En mai dernier, le Public Sociology Lab a publié le deuxième compte-rendu de ses travaux sur la perception de la guerre en Ukraine par les Russes. Ce compte-rendu s’appuie sur 88 entretiens approfondis avec des Russes qui ne s’opposent pas à la guerre. Retour sur ses conclusions.

Dans le premier compte-rendu, nous répartissions les personnes interrogées en trois catégories distinctes : celle des « partisans » et celle des « opposants » à la guerre, et celle des « indécis », qui ne prenaient pas explicitement position. Dans cette nouvelle étude, constatant que ces catégories sont devenues beaucoup plus floues aujourd’hui, nous abandonnons cette distinction entre « partisans » et « indécis », et nous mettons de côté les entretiens avec les « opposants », pour nous concentrer sur les citoyens Russes qui ne se prononcent pas explicitement contre la guerre.

Une des conclusions de notre première étude était que « l’opération militaire spéciale » n’apparaissait comme quelque chose de souhaitable que pour une très petite minorité de Russes, et ce même parmi les « partisans » de la guerre. Pour justifier leur soutien, la majorité des « partisans » insistaient au contraire sur l’idée que la guerre était inévitable. Les entretiens recueillis pour le second volet de cette enquête ont été conduits plus de six mois après le début de l’invasion russe, au cours de l’automne et de l’hiver 2022. Les répondants avaient ainsi assez de recul pour juger, non seulement si la guerre était inévitable, mais aussi si elle devait se poursuivre.

-------

◆ CONSIGNE ÉCRITE 1 ◆
Selon le passage fourni, pourquoi la nouvelle étude renonce-t-elle à distinguer les « partisans » des « indécis » ? Répondez en une ou deux phrases.

-------

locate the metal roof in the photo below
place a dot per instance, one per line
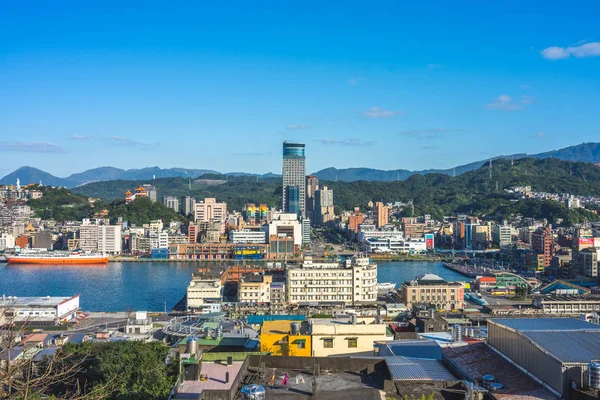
(428, 349)
(546, 324)
(403, 369)
(569, 347)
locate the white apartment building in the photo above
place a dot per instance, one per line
(210, 211)
(100, 238)
(255, 289)
(88, 237)
(395, 245)
(7, 242)
(287, 224)
(352, 282)
(248, 236)
(109, 239)
(159, 240)
(203, 291)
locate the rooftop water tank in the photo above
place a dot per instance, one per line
(253, 392)
(295, 328)
(594, 374)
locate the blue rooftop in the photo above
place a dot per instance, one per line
(427, 349)
(546, 324)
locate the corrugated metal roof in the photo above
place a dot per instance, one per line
(403, 369)
(569, 347)
(546, 324)
(412, 348)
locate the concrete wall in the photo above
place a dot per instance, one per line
(527, 355)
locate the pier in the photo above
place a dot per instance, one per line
(470, 271)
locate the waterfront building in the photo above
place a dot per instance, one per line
(588, 260)
(323, 208)
(395, 245)
(306, 231)
(381, 215)
(542, 244)
(159, 240)
(281, 247)
(171, 202)
(203, 291)
(88, 237)
(286, 338)
(355, 220)
(354, 281)
(286, 224)
(294, 175)
(337, 337)
(248, 236)
(7, 241)
(210, 210)
(431, 289)
(502, 235)
(368, 231)
(255, 289)
(38, 310)
(188, 205)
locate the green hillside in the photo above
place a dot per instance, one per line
(436, 194)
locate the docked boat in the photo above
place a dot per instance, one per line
(76, 257)
(386, 286)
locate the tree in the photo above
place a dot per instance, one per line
(129, 370)
(24, 378)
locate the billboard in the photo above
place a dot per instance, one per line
(429, 243)
(586, 241)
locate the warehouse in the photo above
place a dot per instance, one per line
(556, 351)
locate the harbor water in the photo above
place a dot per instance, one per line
(148, 286)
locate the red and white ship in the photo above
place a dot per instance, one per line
(76, 257)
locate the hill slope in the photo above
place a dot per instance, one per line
(436, 194)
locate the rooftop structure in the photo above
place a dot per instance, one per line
(555, 350)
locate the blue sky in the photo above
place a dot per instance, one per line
(220, 85)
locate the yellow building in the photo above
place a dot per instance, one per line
(285, 338)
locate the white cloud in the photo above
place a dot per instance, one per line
(82, 138)
(527, 99)
(579, 51)
(503, 102)
(122, 141)
(347, 142)
(297, 126)
(31, 147)
(355, 81)
(377, 112)
(431, 131)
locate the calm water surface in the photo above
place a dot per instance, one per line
(147, 286)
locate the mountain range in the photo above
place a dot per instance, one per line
(585, 152)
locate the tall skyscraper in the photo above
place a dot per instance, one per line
(294, 174)
(312, 184)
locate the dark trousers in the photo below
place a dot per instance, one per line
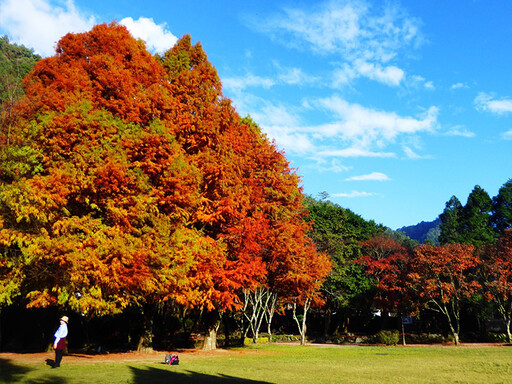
(58, 357)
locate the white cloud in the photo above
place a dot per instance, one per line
(459, 86)
(352, 28)
(389, 75)
(459, 130)
(487, 102)
(157, 37)
(364, 38)
(409, 153)
(367, 127)
(295, 76)
(39, 24)
(353, 152)
(237, 84)
(353, 194)
(374, 176)
(330, 166)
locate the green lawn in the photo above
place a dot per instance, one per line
(290, 364)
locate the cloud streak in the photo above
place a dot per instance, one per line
(157, 37)
(39, 24)
(353, 194)
(364, 38)
(374, 176)
(488, 103)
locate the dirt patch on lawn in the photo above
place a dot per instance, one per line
(84, 358)
(184, 354)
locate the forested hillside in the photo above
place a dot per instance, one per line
(426, 231)
(134, 199)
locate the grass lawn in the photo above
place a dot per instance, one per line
(276, 363)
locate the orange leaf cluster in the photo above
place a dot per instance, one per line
(141, 183)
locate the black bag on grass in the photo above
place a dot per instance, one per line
(172, 359)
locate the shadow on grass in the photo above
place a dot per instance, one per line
(11, 373)
(165, 375)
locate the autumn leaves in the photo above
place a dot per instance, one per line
(132, 180)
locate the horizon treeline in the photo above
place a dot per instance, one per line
(135, 199)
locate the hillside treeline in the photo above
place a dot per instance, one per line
(135, 200)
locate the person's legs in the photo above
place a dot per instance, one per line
(58, 357)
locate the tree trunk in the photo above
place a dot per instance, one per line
(509, 334)
(302, 324)
(270, 310)
(145, 343)
(403, 330)
(327, 323)
(210, 338)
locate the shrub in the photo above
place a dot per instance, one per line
(388, 337)
(261, 340)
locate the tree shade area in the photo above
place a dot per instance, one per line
(136, 200)
(128, 180)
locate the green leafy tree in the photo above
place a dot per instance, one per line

-------

◆ CONSIGNE ÉCRITE 2 ◆
Renvoyez chaque rangée contenant la chaîne « treeline ».

◆ SOLUTION RÉDIGÉE 1 ◆
Les auteurs constatent que ces catégories sont devenues beaucoup plus floues. Ils abandonnent donc cette distinction et se concentrent sur les citoyens russes qui ne se prononcent pas explicitement contre la guerre.

◆ SOLUTION RÉDIGÉE 2 ◆
locate the horizon treeline in the photo above
locate the hillside treeline in the photo above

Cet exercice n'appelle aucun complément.